### TASK REQUIREMENTS
Restate the stretch of the dairy cows text from "Milking cows are" through "cheese we eat.", swapping "concrete" for "slatted".

The routine torture of dairy cows

Milking cows are treated like machines; confined from all other animals including their calves, they are made to stand on concrete floors in their own waste. In order to manipulate genetics and produce more milk, farmers pump the cows full of chemicals, hormones and antibiotics, many of which may make their way into the milk we drink and the cheese we eat.

Just like beef cattle, many of these cows suffer from disease, reproductive problems and lameness due to the stress of the factory setting. They produce milk for about eight or nine years until they are no longer able, at which time they are slaughtered. One of the most frequently cited reasons for having to send a cow to slaughter, however, is mastitis -- an excruciating swelling and irritation of the mammary glands caused by bacteria.

### DATA EXTRACT

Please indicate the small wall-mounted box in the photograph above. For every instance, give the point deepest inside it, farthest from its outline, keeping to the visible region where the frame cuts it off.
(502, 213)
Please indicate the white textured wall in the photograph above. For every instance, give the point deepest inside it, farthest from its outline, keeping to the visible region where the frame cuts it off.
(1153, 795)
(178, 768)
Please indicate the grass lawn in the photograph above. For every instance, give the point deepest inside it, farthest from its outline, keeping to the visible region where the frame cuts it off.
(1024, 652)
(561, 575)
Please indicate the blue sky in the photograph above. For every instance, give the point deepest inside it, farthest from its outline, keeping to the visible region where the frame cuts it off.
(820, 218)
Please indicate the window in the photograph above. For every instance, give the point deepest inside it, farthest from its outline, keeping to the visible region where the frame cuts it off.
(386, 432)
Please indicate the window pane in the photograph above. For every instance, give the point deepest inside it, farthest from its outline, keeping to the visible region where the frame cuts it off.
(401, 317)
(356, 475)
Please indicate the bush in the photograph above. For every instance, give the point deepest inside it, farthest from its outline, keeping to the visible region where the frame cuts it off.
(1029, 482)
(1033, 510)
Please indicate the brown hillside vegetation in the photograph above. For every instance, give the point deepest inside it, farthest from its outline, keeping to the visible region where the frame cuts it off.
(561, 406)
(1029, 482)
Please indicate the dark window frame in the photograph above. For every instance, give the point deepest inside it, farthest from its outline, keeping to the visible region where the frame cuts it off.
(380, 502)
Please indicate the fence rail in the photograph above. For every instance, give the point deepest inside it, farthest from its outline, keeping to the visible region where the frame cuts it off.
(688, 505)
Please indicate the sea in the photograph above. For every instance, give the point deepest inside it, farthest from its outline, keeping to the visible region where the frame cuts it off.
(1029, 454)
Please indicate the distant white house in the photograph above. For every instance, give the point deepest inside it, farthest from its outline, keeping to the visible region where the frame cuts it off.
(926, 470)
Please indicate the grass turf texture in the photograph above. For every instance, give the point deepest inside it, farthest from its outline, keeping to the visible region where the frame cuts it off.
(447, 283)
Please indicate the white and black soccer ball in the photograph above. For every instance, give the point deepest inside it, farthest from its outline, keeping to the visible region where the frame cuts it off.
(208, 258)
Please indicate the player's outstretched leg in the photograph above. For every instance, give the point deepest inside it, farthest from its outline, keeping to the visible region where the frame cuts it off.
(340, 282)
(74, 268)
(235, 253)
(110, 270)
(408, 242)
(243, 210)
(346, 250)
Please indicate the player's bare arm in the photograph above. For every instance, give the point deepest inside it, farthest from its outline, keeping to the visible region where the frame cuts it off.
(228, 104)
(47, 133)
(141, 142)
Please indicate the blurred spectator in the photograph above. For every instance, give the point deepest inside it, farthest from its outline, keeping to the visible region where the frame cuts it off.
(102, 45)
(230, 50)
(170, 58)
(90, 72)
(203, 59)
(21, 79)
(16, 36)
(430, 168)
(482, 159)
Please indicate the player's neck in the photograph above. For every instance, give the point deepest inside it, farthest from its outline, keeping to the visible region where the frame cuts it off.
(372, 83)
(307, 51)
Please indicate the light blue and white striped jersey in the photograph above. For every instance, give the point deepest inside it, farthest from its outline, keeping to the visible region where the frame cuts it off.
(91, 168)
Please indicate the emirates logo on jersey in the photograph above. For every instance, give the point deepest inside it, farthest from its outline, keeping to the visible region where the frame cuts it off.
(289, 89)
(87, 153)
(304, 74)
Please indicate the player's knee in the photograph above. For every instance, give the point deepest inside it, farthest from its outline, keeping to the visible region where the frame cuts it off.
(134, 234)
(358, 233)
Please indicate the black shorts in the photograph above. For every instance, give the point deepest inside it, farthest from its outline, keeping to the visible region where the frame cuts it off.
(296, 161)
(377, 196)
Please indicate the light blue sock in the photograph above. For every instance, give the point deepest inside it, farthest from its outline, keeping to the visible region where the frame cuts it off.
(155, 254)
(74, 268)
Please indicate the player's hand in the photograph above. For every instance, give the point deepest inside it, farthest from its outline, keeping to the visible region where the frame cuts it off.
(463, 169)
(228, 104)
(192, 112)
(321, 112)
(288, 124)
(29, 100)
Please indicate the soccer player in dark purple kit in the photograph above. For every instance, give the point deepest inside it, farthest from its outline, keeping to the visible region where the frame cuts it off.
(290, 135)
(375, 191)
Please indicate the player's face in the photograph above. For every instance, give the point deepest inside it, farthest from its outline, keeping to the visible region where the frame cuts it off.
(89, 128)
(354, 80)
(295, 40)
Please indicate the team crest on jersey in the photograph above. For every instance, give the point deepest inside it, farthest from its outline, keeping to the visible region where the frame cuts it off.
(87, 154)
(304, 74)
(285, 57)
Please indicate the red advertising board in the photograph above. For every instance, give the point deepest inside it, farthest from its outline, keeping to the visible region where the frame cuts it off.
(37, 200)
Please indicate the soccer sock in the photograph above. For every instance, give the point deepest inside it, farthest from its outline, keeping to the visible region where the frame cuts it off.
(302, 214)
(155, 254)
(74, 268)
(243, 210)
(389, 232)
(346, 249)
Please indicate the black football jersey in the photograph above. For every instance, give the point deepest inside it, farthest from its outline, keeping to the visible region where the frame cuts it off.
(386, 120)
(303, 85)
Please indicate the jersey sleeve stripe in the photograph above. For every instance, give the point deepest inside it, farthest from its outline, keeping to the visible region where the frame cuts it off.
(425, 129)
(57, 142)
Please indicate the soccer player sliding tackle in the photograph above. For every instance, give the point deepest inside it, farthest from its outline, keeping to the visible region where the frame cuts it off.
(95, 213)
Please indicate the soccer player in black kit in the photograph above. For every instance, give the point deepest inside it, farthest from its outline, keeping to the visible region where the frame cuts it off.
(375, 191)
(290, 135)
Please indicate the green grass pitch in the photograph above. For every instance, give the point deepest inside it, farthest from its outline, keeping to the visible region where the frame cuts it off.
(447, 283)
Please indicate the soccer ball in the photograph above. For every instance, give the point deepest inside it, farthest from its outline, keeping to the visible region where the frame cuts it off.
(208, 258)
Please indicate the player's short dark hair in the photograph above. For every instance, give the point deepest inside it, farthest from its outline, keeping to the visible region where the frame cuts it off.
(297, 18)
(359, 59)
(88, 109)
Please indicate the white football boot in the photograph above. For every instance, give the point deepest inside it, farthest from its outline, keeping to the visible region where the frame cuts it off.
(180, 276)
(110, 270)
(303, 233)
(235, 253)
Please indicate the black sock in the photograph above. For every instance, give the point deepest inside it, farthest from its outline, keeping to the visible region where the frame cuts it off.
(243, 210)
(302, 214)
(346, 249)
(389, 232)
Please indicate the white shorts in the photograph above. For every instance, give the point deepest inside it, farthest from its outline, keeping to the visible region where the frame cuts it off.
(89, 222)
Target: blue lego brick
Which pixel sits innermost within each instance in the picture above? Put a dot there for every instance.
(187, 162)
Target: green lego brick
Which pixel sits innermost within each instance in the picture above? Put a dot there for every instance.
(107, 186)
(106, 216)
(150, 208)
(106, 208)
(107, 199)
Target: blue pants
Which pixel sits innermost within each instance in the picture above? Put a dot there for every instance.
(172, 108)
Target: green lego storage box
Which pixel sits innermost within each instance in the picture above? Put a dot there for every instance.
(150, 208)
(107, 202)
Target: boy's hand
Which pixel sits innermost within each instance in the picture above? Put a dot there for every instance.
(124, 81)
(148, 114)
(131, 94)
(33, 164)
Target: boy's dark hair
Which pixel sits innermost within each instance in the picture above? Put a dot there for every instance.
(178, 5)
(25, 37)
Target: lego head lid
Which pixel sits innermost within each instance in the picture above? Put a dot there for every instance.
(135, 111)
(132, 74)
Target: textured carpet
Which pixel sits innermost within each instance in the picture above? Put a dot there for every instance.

### SOLUTION TO THIS TASK
Milking cows are treated like machines; confined from all other animals including their calves, they are made to stand on slatted floors in their own waste. In order to manipulate genetics and produce more milk, farmers pump the cows full of chemicals, hormones and antibiotics, many of which may make their way into the milk we drink and the cheese we eat.